:: Brief 1 ::
Reproduce the forum post on Australian politics from "I'm ******* sick" up to and including "any confidence either.".

:: Document section ::
* * *
Australia isn't quite the same as the Europe situation. The Economy being a major difference.
 
They need to come up with some sort of system where each of the two major party's gets docked a vote at the next election for every time one of their minions mentions the other major party.

I'm ******* sick to death of Abbott talking about how they are still recovering from Labor. And trying to shift everything back to a previous government.

And same for *en Shorten over in the other corner. You don't need to tell us how retarted this Liberal government is. We can all see it. Tell us what you're going to do to fix s**t up in a couple of years time because you haven't really given us much of any solid plan, and quite frankly, you don't fill a lot of us with any confidence either.

There's got to be a point where the voting public vote for someone because here's a person that I can be confident in to govern the country not because we just need to get rid of these campaigners running the show now

Right now that is the cycle we are in, and it doesn't really look like it's going to change any time soon.
 
Have to say that for the first time in my life, if a federal election were held tomorrow I think I'd genuinely cast a donkey vote.
* * *
:: Brief 2 ::
Render the records below as a Markdown table with columns Row and Line, from the line with "Mark the large" up to and including the last line of the records. Leave out blank lines.
* * *
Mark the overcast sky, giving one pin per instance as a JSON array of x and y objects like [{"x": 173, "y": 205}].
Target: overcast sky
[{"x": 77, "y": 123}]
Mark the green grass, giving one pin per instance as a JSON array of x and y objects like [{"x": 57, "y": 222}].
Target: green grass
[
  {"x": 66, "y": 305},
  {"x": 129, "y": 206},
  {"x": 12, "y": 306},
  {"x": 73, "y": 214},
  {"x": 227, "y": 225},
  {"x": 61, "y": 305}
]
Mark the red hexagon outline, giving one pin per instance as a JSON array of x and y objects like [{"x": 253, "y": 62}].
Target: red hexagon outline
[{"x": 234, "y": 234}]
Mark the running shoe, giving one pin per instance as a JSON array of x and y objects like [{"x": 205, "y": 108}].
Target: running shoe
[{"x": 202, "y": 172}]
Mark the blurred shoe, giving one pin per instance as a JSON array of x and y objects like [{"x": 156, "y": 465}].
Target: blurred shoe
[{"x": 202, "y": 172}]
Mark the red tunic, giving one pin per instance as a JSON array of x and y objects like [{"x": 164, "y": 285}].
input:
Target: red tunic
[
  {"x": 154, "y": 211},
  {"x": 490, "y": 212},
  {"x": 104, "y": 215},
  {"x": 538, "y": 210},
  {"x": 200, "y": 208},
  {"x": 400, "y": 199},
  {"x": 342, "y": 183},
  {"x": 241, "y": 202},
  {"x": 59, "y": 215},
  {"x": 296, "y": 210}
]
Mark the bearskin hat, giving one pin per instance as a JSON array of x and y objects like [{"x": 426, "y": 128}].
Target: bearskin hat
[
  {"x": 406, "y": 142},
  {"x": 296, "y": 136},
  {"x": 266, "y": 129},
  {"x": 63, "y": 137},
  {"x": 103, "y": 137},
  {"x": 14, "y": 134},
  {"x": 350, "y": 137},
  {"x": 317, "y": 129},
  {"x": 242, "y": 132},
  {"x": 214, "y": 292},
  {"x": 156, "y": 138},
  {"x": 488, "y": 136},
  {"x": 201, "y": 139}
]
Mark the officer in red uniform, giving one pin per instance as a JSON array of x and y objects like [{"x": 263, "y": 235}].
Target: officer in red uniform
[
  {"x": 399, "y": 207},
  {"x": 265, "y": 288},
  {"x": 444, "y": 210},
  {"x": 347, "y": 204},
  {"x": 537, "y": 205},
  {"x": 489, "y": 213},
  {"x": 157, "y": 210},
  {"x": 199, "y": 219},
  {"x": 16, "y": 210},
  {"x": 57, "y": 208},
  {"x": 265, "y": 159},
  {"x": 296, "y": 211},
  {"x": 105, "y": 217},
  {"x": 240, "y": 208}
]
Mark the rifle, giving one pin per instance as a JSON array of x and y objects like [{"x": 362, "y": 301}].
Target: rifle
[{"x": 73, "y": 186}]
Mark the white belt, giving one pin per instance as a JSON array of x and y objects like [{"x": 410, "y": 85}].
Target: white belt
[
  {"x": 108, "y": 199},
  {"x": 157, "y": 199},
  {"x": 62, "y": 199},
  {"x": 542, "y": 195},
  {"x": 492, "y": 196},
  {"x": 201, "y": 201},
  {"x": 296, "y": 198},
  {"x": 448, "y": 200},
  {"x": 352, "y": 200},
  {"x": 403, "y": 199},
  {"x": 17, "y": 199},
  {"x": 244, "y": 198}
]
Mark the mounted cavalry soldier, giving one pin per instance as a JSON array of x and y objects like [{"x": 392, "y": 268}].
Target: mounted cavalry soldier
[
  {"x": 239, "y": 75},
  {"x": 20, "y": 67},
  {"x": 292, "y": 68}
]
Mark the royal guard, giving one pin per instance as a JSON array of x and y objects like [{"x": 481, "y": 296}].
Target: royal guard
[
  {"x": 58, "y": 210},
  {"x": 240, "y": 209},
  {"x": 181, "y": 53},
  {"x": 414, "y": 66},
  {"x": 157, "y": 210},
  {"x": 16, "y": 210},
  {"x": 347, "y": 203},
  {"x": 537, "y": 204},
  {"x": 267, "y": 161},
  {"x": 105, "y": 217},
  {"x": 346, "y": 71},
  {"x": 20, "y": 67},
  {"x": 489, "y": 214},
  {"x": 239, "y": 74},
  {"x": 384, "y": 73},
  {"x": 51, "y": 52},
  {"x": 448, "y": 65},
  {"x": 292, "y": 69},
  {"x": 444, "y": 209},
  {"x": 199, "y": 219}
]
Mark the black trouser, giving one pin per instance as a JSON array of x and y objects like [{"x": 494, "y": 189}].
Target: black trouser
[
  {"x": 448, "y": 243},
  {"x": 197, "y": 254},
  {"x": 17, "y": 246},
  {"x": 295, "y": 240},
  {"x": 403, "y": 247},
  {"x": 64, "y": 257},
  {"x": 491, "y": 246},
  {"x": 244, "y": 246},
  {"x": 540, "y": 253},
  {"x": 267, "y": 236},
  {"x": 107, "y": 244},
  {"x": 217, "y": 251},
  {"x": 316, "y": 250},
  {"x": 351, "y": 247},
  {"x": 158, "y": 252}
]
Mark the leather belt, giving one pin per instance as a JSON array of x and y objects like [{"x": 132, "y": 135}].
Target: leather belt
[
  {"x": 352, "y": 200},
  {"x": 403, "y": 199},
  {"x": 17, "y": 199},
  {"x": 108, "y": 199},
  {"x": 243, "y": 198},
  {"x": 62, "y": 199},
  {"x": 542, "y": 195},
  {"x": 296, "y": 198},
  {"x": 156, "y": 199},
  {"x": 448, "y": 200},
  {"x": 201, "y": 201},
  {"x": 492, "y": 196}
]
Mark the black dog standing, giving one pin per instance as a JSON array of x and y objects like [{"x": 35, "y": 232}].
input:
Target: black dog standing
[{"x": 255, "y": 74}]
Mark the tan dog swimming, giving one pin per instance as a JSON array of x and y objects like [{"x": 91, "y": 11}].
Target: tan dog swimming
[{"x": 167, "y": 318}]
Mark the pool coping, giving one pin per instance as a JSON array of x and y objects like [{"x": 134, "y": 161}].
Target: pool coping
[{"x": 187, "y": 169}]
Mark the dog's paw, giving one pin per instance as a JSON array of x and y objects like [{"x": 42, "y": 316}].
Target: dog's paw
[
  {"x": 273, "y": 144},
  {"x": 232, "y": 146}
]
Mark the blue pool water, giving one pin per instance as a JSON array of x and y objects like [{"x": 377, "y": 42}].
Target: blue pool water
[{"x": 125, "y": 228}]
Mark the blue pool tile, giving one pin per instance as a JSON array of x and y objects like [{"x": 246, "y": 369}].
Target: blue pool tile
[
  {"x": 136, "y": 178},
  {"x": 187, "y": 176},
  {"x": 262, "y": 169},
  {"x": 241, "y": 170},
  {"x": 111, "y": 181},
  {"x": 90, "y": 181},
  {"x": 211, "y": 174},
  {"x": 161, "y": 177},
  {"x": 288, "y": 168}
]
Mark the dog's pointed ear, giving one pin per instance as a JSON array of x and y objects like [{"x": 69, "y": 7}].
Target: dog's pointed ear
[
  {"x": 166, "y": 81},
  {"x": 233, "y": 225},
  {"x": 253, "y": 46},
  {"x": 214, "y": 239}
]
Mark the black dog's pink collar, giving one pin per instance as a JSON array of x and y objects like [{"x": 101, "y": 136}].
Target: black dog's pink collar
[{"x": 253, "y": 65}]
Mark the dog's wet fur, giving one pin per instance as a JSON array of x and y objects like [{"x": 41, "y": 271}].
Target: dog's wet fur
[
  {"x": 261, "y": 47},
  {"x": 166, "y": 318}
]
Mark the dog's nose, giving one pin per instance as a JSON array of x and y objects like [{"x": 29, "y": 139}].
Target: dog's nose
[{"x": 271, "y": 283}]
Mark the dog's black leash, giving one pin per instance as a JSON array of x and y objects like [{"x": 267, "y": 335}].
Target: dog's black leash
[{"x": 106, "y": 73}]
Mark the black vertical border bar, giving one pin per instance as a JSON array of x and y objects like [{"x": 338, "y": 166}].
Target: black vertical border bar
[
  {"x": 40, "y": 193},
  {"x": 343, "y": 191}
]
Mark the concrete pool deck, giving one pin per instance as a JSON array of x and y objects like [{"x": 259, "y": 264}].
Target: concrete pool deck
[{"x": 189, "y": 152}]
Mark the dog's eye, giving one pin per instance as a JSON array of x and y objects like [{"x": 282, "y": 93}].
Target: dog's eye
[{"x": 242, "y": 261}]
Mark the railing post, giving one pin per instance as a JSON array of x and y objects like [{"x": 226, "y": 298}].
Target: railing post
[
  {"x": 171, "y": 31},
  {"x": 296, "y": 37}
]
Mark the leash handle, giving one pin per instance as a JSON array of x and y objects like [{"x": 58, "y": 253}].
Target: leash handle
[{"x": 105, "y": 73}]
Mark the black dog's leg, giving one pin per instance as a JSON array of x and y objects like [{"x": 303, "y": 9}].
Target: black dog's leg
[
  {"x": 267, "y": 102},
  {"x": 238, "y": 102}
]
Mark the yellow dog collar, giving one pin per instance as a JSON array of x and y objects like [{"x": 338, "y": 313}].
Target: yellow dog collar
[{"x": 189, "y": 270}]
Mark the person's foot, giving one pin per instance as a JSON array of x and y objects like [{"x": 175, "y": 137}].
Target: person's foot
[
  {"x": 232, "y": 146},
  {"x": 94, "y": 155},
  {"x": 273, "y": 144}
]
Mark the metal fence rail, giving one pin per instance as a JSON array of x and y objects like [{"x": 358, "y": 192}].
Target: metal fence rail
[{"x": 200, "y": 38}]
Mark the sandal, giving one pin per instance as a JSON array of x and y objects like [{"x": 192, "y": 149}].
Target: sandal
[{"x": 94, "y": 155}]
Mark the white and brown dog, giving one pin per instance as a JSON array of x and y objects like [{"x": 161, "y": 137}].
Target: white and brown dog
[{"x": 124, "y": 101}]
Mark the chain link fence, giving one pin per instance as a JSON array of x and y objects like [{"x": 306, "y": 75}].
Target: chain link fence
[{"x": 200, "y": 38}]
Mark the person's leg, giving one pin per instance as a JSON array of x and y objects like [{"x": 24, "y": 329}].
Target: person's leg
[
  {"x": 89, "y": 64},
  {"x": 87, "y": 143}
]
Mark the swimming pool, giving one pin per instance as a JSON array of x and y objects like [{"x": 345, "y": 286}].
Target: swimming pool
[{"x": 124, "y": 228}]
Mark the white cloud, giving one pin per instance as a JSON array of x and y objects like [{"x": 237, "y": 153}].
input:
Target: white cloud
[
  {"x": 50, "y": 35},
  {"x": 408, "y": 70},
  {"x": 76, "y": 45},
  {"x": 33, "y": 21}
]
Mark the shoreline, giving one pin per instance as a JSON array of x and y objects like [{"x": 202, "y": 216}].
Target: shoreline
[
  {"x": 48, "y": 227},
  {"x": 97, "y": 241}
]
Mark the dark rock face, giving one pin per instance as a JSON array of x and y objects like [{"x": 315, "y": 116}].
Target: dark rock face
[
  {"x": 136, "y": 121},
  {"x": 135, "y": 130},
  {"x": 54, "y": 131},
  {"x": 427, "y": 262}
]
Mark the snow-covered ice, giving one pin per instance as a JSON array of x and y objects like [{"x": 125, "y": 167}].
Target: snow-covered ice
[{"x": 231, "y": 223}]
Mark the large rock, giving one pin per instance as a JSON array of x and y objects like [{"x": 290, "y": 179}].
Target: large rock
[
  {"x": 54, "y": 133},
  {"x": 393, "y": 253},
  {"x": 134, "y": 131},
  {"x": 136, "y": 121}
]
* * *
:: Response 1 ::
I'm ******* sick to death of Abbott talking about how they are still recovering from Labor. And trying to shift everything back to a previous government.

And same for *en Shorten over in the other corner. You don't need to tell us how retarted this Liberal government is. We can all see it. Tell us what you're going to do to fix s**t up in a couple of years time because you haven't really given us much of any solid plan, and quite frankly, you don't fill a lot of us with any confidence either.

:: Response 2 ::
| Row | Line |
|---|---|
| 1 | Mark the large rock, giving one pin per instance as a JSON array of x and y objects like [{"x": 290, "y": 179}]. |
| 2 | Target: large rock |
| 3 | [ |
| 4 |   {"x": 54, "y": 133}, |
| 5 |   {"x": 393, "y": 253}, |
| 6 |   {"x": 134, "y": 131}, |
| 7 |   {"x": 136, "y": 121} |
| 8 | ] |